_Do this_. In the listing below, convert every line from the one containing "Objective — one point per instance of the small" through the last line into a JSON array of strings, one string per line and skipping blank lines.

--- Begin Data for this exercise ---

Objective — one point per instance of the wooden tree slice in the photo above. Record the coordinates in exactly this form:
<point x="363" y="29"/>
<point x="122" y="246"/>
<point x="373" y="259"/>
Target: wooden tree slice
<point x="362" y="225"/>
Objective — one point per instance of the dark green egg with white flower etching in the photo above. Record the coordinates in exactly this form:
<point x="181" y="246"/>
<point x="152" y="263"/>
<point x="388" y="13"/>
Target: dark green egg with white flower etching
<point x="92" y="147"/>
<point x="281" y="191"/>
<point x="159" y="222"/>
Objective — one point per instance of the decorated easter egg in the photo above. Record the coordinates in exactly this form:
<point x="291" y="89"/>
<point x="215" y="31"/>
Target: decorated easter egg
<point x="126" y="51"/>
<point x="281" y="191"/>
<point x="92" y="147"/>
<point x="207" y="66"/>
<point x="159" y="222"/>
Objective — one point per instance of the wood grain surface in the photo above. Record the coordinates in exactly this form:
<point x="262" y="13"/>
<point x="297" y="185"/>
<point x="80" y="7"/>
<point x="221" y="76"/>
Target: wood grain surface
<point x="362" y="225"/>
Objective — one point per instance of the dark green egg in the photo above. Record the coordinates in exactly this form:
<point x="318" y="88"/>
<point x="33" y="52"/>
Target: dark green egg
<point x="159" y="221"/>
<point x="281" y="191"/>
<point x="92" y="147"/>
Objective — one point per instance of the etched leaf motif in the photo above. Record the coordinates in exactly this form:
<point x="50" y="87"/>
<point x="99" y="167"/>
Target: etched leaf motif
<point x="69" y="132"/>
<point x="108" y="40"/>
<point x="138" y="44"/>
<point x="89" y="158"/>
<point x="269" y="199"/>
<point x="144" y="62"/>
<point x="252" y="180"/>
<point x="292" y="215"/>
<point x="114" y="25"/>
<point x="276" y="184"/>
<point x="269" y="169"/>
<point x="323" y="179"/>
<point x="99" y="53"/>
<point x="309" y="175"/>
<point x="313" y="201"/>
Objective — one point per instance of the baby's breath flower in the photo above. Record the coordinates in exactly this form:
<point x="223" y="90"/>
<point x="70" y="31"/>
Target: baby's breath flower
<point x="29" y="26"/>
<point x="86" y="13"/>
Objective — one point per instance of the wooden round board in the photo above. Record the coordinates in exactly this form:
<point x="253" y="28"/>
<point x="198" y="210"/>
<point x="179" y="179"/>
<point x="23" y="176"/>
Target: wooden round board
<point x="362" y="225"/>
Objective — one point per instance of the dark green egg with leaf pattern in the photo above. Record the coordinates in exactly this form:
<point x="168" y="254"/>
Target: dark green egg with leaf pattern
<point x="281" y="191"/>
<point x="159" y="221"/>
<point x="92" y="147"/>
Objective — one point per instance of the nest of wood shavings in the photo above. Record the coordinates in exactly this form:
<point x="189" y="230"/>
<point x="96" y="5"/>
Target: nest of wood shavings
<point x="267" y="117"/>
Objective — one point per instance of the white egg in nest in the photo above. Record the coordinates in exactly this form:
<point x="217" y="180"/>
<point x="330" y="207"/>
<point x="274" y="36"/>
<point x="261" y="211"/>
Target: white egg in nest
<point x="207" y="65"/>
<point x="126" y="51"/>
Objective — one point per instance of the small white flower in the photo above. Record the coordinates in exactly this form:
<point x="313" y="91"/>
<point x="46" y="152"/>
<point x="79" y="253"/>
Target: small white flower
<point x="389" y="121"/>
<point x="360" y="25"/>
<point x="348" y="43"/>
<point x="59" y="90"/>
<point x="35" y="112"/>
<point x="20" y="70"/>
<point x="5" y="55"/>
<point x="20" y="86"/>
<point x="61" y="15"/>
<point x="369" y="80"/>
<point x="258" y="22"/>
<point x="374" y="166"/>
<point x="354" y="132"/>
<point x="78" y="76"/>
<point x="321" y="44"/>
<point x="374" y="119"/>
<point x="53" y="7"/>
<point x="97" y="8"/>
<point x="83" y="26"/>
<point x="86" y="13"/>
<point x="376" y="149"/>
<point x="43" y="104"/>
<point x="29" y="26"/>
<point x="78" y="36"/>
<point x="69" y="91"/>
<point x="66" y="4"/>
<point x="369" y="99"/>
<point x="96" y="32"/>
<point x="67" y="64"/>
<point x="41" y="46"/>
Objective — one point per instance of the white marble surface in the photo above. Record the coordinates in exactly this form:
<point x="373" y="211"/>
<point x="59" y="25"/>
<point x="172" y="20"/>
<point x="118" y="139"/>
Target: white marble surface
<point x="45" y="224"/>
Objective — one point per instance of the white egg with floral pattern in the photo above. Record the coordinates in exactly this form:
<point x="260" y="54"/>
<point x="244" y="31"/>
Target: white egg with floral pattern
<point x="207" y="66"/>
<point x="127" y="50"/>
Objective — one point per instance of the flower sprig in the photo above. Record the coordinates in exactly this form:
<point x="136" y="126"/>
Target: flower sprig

--- End Data for this exercise ---

_Final answer_.
[
  "Objective — one point per instance of the small white flower in the photo above. Record the coordinates in exactly this form:",
  "<point x=\"313\" y=\"91\"/>",
  "<point x=\"46\" y=\"152\"/>",
  "<point x=\"79\" y=\"253\"/>",
  "Target: small white flower",
  "<point x=\"389\" y=\"121\"/>",
  "<point x=\"360\" y=\"25\"/>",
  "<point x=\"348\" y=\"43\"/>",
  "<point x=\"59\" y=\"90\"/>",
  "<point x=\"35\" y=\"112\"/>",
  "<point x=\"20\" y=\"70\"/>",
  "<point x=\"5\" y=\"55\"/>",
  "<point x=\"20\" y=\"86\"/>",
  "<point x=\"61\" y=\"15\"/>",
  "<point x=\"369\" y=\"80\"/>",
  "<point x=\"258\" y=\"22\"/>",
  "<point x=\"374\" y=\"166\"/>",
  "<point x=\"354\" y=\"132\"/>",
  "<point x=\"78\" y=\"76\"/>",
  "<point x=\"321\" y=\"44\"/>",
  "<point x=\"374\" y=\"119\"/>",
  "<point x=\"53\" y=\"7\"/>",
  "<point x=\"97\" y=\"8\"/>",
  "<point x=\"83\" y=\"26\"/>",
  "<point x=\"86\" y=\"13\"/>",
  "<point x=\"376\" y=\"149\"/>",
  "<point x=\"43\" y=\"104\"/>",
  "<point x=\"29\" y=\"26\"/>",
  "<point x=\"78\" y=\"36\"/>",
  "<point x=\"69\" y=\"91\"/>",
  "<point x=\"66\" y=\"4\"/>",
  "<point x=\"369\" y=\"99\"/>",
  "<point x=\"96\" y=\"32\"/>",
  "<point x=\"67\" y=\"64\"/>",
  "<point x=\"41\" y=\"46\"/>",
  "Objective — one point per instance of the white marble surface in the photo above. Record the coordinates in exactly this form:",
  "<point x=\"373\" y=\"211\"/>",
  "<point x=\"59\" y=\"25\"/>",
  "<point x=\"172\" y=\"20\"/>",
  "<point x=\"118\" y=\"139\"/>",
  "Target: white marble surface",
  "<point x=\"45\" y=\"224\"/>",
  "Objective — one point per instance of the white egg with floral pattern in the photo above. Record the coordinates in exactly this form:",
  "<point x=\"260\" y=\"54\"/>",
  "<point x=\"244\" y=\"31\"/>",
  "Target: white egg with floral pattern",
  "<point x=\"207\" y=\"66\"/>",
  "<point x=\"127\" y=\"50\"/>",
  "Objective — one point per instance of the flower sprig in the photo above. Record the coordinates in exactly this form:",
  "<point x=\"136\" y=\"126\"/>",
  "Target: flower sprig"
]